◆ Exercise instructions
Exactly as written, give again the line with "Point out every instance of the wooden stick" and all subsequent lines through the end of the records.

_____

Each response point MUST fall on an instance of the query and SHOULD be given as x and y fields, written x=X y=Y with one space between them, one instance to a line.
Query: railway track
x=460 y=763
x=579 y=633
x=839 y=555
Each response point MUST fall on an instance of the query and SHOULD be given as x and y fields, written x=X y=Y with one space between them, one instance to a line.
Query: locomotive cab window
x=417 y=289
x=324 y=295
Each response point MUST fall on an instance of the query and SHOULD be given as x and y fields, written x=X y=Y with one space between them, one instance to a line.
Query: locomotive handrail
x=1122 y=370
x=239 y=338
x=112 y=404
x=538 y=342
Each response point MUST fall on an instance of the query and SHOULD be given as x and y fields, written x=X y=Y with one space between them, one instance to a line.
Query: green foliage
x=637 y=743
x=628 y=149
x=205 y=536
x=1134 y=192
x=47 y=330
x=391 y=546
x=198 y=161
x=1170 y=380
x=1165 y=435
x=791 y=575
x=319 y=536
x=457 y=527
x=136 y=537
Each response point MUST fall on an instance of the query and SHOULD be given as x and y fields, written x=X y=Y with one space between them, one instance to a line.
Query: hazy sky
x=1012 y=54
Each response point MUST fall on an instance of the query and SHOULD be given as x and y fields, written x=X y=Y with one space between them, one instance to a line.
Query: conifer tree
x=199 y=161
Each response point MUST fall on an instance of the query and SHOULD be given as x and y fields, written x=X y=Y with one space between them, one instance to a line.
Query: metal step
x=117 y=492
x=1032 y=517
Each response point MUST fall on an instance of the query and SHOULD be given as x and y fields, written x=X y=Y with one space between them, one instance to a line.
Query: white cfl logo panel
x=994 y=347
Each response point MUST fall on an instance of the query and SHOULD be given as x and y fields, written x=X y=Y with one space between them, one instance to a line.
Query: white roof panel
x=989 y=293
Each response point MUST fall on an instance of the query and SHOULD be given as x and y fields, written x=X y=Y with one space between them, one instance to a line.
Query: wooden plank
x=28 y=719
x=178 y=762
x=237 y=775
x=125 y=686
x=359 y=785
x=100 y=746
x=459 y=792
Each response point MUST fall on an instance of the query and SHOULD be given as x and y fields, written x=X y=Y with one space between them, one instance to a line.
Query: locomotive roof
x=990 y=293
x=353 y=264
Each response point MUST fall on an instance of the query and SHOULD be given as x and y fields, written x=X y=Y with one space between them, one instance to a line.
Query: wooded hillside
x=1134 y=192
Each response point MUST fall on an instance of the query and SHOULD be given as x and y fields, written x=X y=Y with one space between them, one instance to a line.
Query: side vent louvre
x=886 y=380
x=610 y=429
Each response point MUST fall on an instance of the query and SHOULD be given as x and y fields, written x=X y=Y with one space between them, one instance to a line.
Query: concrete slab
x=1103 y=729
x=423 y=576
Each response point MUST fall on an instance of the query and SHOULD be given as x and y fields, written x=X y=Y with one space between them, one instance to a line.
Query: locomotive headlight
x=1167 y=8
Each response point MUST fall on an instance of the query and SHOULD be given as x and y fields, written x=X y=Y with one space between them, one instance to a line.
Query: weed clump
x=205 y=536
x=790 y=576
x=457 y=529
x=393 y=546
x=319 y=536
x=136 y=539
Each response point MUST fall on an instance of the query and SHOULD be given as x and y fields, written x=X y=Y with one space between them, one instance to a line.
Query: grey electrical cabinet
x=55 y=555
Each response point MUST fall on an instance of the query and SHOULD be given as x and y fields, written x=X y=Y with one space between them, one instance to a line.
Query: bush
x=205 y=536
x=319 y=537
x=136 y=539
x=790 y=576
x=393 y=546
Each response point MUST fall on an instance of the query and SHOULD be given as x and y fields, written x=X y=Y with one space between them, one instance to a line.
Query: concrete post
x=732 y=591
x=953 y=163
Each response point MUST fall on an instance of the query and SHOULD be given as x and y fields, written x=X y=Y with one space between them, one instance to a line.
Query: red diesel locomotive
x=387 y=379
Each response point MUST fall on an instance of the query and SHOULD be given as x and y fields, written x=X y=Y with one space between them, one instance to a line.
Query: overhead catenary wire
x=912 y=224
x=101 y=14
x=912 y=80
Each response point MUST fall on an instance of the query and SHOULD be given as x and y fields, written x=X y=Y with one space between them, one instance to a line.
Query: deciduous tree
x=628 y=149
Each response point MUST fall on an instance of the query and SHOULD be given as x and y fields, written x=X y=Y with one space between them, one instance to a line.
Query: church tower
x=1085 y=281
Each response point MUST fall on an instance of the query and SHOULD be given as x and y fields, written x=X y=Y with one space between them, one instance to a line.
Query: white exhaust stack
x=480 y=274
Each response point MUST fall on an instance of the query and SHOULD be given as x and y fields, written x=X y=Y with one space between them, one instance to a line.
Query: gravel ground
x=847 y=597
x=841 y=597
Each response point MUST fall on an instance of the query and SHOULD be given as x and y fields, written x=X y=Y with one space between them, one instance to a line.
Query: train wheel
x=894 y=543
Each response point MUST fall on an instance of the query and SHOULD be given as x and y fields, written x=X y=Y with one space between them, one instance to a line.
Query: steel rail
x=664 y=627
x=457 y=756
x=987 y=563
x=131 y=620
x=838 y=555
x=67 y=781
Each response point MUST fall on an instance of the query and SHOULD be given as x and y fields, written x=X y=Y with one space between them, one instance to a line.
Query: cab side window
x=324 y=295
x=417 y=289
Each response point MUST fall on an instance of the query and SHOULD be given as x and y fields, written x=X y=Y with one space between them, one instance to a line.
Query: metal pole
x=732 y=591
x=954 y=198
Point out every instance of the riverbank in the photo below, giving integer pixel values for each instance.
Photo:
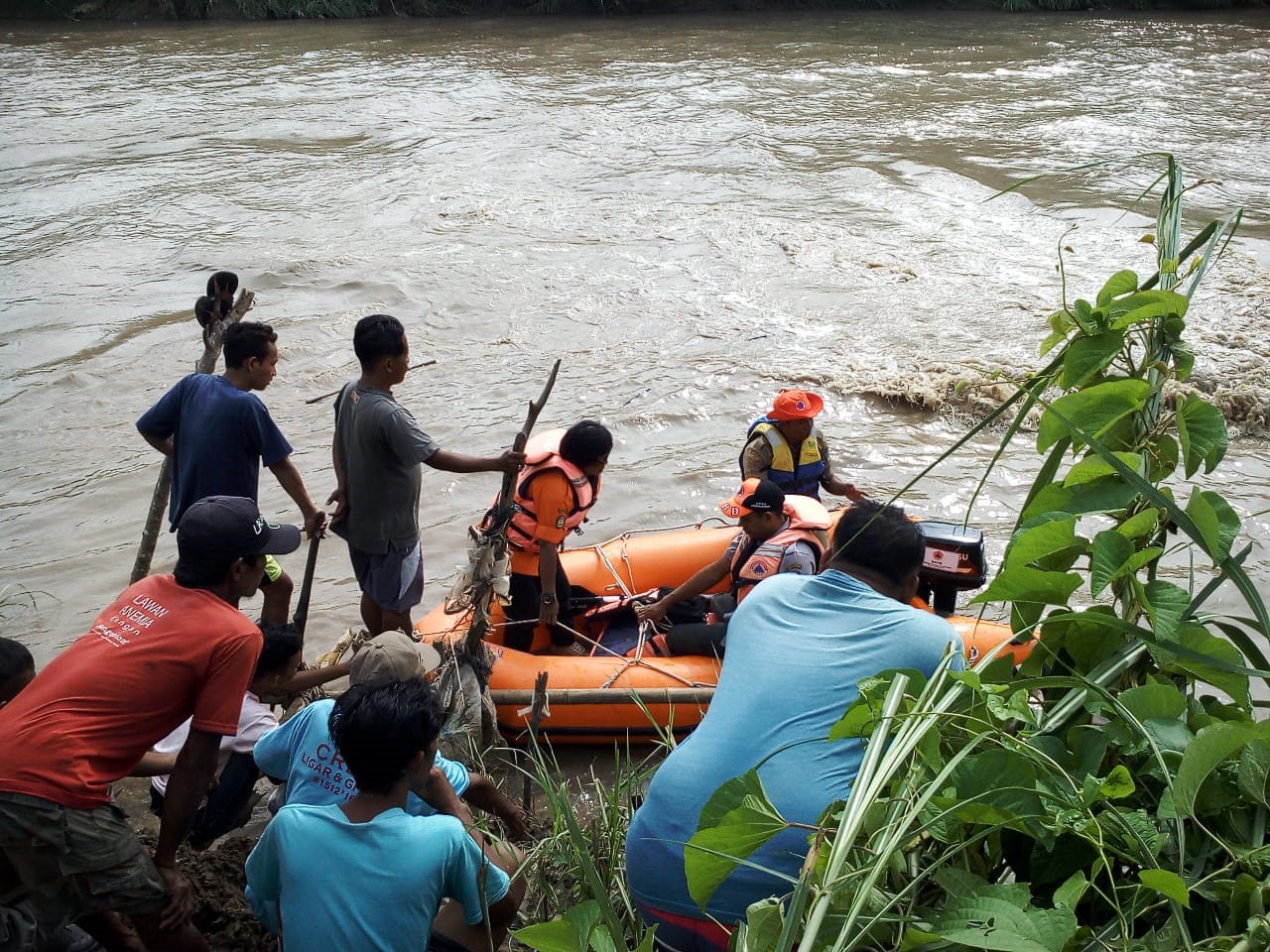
(150, 10)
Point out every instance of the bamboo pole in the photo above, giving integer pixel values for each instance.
(212, 343)
(604, 696)
(497, 534)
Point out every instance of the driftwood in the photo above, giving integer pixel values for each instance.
(604, 696)
(212, 343)
(495, 535)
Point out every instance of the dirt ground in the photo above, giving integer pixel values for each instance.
(221, 911)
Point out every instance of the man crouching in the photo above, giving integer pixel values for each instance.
(391, 870)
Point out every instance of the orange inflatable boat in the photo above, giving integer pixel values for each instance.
(620, 661)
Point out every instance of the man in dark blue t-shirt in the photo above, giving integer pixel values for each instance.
(218, 433)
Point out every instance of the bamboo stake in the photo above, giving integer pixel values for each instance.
(497, 535)
(606, 696)
(539, 699)
(212, 343)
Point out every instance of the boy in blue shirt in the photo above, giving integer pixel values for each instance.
(217, 433)
(303, 754)
(394, 869)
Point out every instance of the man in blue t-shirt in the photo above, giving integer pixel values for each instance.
(303, 754)
(797, 651)
(218, 433)
(394, 870)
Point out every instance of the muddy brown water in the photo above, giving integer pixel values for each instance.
(693, 211)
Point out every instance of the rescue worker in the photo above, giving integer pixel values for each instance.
(557, 489)
(786, 448)
(779, 534)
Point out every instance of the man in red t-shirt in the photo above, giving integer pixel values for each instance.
(169, 648)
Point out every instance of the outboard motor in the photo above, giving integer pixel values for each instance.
(953, 561)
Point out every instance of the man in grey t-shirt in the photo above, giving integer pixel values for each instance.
(377, 452)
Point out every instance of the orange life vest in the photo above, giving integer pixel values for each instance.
(543, 453)
(752, 563)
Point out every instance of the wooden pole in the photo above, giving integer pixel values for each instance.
(539, 701)
(212, 344)
(497, 535)
(302, 617)
(604, 696)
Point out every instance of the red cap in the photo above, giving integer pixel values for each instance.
(795, 405)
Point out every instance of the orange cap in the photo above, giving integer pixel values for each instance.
(795, 405)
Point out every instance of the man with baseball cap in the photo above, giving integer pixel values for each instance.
(778, 535)
(785, 447)
(168, 649)
(303, 754)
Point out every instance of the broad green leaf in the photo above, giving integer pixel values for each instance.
(1144, 306)
(1201, 642)
(1153, 701)
(1020, 583)
(1166, 604)
(1088, 356)
(1071, 892)
(1210, 747)
(1118, 783)
(763, 921)
(1109, 560)
(1139, 525)
(1218, 524)
(1095, 467)
(1167, 884)
(1254, 775)
(1119, 284)
(1055, 535)
(1095, 409)
(737, 819)
(991, 923)
(1202, 429)
(553, 936)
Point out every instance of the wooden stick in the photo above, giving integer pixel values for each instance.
(302, 617)
(606, 696)
(212, 344)
(484, 594)
(327, 397)
(539, 701)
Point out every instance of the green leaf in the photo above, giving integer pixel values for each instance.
(1109, 561)
(1210, 747)
(1096, 409)
(1166, 604)
(1088, 356)
(1202, 430)
(1118, 783)
(1139, 525)
(737, 819)
(1167, 884)
(1254, 777)
(1095, 467)
(1150, 701)
(1119, 284)
(992, 923)
(1020, 583)
(1218, 524)
(1032, 543)
(1144, 306)
(554, 936)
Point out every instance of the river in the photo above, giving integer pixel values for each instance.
(693, 211)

_____

◆ The answer
Point out every instance of the wooden stick in the photo above, giving integer pixel values for each instance.
(302, 617)
(606, 696)
(212, 344)
(484, 594)
(327, 397)
(539, 701)
Point out every instance of the green leaf in the photo above, giving integer pixel values for each instance.
(1109, 561)
(1210, 747)
(1096, 409)
(1166, 604)
(1088, 356)
(1202, 430)
(1118, 783)
(1139, 525)
(737, 819)
(1167, 884)
(1254, 777)
(1095, 467)
(1150, 701)
(1119, 284)
(992, 923)
(1020, 583)
(1218, 524)
(1032, 543)
(1144, 306)
(554, 936)
Point out every instance of the river in the photo above, giving integer pixel values for each instance.
(693, 211)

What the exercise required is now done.